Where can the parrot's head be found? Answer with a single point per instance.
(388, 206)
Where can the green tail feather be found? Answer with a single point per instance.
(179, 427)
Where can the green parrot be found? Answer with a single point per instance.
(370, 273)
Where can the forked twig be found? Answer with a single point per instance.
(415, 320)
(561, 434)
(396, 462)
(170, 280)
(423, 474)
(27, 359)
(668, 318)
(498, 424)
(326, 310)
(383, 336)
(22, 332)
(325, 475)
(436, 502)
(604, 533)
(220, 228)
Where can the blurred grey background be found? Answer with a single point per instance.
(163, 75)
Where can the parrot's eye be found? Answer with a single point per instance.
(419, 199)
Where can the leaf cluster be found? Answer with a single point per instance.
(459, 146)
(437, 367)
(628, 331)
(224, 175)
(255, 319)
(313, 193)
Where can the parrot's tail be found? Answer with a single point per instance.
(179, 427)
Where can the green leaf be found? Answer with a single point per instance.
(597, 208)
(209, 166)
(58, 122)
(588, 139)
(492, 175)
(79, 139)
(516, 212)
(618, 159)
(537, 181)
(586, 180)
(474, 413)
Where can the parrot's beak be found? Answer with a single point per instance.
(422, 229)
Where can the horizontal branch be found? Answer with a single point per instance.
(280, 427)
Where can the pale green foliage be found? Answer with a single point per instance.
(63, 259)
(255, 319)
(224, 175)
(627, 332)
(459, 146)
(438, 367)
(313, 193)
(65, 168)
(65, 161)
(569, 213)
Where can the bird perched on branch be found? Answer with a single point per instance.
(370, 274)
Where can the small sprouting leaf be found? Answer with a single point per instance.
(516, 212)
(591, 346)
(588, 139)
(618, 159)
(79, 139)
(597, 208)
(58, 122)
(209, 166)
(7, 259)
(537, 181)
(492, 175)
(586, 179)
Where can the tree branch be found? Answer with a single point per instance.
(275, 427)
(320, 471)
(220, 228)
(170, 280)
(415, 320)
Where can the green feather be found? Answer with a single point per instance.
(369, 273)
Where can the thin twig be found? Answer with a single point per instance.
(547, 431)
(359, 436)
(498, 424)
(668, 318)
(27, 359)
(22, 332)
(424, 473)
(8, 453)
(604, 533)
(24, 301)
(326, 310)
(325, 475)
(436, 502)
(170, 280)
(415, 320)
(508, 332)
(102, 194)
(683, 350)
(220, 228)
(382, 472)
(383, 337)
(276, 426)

### OBJECTIVE
Output verbatim the portion of the records from the line containing "Where can the pale" through the final line of the records, inclusive at both ends, and nothing else.

### THE RESULT
Where can the pale green foliage be found? Answer with a single point per instance.
(63, 259)
(255, 319)
(224, 175)
(627, 332)
(459, 146)
(438, 367)
(313, 193)
(65, 168)
(65, 161)
(569, 213)
Where can the bird perched on branch be found? Answer with a single point per instance.
(370, 274)
Where can the small sprouting leaf be found? Answer with a single point per instance.
(516, 212)
(591, 346)
(588, 139)
(618, 159)
(79, 139)
(597, 208)
(58, 122)
(209, 166)
(7, 259)
(537, 181)
(492, 175)
(586, 179)
Where can the tree branch be found? Answer with a single point per instance.
(275, 427)
(320, 471)
(220, 228)
(170, 280)
(415, 320)
Where can the green feather be found? Answer with a single point per instance.
(369, 273)
Where can the thin twig be found? Answer with a single point per instance.
(547, 431)
(359, 436)
(498, 424)
(668, 318)
(27, 359)
(22, 332)
(424, 473)
(8, 453)
(604, 533)
(24, 301)
(326, 310)
(325, 475)
(436, 502)
(170, 280)
(415, 320)
(508, 332)
(102, 194)
(683, 350)
(220, 228)
(382, 472)
(383, 337)
(276, 426)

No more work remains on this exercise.